▶ _SCOPO DEL COMPITO_: Prosegui l'estratto sulle grane del centrodestra attorno al presidente Schifani, ripartendo subito dopo la sua ultima frase.

**** ESTRATTO DEL DOCUMENTO ****

Lo scontro sotterraneo per le poltrone della sanità; quello – rivelato attraverso i giornali – per le stabilizzazioni nei Consorzi di Bonifica; i mille interrogativi che avvolgono la prossima Legge Finanziaria. Non basterà un solo vertice a risolvere le grane che il centrodestra si porta dietro da tempo. L’inchiesta su Cuffaro, costato il posto a due assessori della Democrazia Cristiana, sembrava la pietra tombale sulla legislatura; ma i partiti che affiancano (o accerchiano?) il presidente Schifani, continuano a raschiare il fondo del barile, trovandoci sempre qualcosa dentro.

**** MATERIALE RACCOLTO ****

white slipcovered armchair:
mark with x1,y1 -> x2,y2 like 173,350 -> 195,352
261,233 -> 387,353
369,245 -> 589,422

****

▶ _RISPOSTA ESERCIZIO_:
Nessuno s’interroga sulla “questione morale” – su quanto sia incoerente lasciare in giunta due assessori inquisiti, mentre due senza macchia siano stati fatti fuori – ma Movimento per l’Autonomia e Lega hanno trovato il modo di tornare a discutere di poltrone della sanità proprio nei giorni meno indicati. Con un’inchiesta della Procura di Palermo che ha rivelato ciò che molti sapevano: cioè che la spartizione dei manager avviene nelle segreterie politiche e non per le reali competenze dei prescelti. Ecco: la Lega accelera per rimpiazzare Santonocito alla guida del Policlinico di Messina, mentre il Mpa – che ha contestato al pari dei patrioti la conferma di Iacolino alla guida del dipartimento Pianificazione strategica – lo vorrebbe fuori anche da lì. Mettendosi di traverso.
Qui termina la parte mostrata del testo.